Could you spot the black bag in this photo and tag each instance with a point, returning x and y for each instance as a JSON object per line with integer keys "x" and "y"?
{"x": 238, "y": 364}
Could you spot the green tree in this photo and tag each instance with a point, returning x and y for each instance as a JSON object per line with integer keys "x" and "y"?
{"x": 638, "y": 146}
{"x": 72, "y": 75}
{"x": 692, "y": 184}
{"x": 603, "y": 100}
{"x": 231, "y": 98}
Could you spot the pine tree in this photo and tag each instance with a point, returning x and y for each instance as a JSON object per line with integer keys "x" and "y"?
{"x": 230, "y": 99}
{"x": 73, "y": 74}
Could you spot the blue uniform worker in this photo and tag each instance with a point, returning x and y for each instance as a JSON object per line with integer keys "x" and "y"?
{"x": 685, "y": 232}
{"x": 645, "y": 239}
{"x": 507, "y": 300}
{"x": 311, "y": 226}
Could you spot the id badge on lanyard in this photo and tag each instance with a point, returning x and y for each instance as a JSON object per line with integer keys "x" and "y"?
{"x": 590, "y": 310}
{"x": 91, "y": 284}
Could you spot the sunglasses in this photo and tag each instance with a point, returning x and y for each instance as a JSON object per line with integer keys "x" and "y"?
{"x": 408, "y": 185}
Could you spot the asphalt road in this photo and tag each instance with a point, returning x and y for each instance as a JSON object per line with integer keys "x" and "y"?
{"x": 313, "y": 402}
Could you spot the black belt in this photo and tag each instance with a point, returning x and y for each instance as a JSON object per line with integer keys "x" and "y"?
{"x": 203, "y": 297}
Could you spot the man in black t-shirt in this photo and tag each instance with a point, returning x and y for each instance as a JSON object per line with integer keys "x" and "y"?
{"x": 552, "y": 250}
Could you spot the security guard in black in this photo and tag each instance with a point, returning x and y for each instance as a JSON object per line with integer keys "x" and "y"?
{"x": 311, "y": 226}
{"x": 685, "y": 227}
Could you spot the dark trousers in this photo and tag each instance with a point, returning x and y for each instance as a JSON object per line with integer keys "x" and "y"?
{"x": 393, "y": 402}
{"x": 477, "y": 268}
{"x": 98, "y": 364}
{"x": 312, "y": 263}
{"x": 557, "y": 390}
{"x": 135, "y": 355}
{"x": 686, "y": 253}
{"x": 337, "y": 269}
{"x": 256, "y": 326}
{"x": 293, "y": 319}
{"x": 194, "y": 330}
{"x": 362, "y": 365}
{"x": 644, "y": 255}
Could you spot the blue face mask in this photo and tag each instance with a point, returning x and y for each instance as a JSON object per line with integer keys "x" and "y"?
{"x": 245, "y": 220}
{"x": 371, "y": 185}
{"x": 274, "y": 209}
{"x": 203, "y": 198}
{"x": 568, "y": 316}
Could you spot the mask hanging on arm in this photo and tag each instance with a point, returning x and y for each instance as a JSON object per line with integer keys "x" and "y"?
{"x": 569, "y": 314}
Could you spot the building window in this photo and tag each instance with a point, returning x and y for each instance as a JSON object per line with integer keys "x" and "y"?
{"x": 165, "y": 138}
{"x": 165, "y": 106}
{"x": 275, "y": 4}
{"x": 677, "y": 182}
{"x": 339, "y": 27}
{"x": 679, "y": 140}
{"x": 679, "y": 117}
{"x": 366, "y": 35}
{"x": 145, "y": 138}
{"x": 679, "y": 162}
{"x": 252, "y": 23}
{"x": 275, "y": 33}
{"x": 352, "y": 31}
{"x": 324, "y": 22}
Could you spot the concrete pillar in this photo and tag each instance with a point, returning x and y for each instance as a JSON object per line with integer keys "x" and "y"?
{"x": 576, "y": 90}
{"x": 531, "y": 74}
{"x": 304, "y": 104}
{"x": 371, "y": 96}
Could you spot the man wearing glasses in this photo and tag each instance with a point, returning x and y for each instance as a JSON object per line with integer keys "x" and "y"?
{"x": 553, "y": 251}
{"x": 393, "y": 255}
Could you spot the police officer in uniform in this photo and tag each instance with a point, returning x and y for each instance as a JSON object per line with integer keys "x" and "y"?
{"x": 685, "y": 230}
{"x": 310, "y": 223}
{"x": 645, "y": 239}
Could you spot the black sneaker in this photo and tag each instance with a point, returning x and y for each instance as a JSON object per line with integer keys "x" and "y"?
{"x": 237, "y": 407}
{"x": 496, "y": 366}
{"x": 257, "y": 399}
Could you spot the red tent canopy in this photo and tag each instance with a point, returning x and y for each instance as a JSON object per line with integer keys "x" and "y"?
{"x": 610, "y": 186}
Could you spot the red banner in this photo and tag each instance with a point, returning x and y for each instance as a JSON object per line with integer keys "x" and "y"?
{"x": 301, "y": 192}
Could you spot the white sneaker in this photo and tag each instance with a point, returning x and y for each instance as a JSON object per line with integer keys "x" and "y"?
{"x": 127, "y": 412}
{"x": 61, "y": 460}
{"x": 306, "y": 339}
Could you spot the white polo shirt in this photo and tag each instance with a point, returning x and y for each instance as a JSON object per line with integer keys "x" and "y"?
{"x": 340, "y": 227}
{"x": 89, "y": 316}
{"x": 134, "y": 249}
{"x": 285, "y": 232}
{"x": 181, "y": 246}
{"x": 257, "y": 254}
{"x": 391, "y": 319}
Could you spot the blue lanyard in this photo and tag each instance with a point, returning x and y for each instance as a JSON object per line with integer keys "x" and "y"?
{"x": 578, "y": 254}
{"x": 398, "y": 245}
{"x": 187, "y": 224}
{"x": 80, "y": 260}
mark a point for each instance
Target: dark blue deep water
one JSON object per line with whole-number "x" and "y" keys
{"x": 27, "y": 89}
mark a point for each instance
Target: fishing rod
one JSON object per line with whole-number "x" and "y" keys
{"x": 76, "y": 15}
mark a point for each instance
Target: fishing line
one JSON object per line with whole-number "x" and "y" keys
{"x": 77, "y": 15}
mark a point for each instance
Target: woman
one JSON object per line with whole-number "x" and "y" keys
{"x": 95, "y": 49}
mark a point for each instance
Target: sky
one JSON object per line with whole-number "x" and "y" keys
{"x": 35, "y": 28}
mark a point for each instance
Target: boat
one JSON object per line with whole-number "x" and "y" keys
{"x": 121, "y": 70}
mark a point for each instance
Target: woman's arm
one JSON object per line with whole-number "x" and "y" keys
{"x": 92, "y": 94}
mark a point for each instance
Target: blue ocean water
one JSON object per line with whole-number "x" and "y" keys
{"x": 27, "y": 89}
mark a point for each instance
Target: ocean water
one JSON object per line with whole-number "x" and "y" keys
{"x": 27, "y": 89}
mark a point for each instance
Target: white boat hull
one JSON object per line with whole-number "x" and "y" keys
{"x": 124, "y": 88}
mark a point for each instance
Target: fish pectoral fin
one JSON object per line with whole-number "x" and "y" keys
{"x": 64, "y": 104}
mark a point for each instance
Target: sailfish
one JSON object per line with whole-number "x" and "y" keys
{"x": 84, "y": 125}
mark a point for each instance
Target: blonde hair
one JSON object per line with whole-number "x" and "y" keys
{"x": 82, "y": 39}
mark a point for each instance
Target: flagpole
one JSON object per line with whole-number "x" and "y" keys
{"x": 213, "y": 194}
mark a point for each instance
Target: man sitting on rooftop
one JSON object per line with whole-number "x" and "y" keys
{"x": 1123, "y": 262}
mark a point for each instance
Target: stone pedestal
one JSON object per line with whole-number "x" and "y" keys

=== WORK INSTRUCTION ===
Lines of the listing above that contain the word "ocean" must all be copied.

=== OUTPUT FOR THIS EXERCISE ===
Target: blue ocean water
Target: ocean water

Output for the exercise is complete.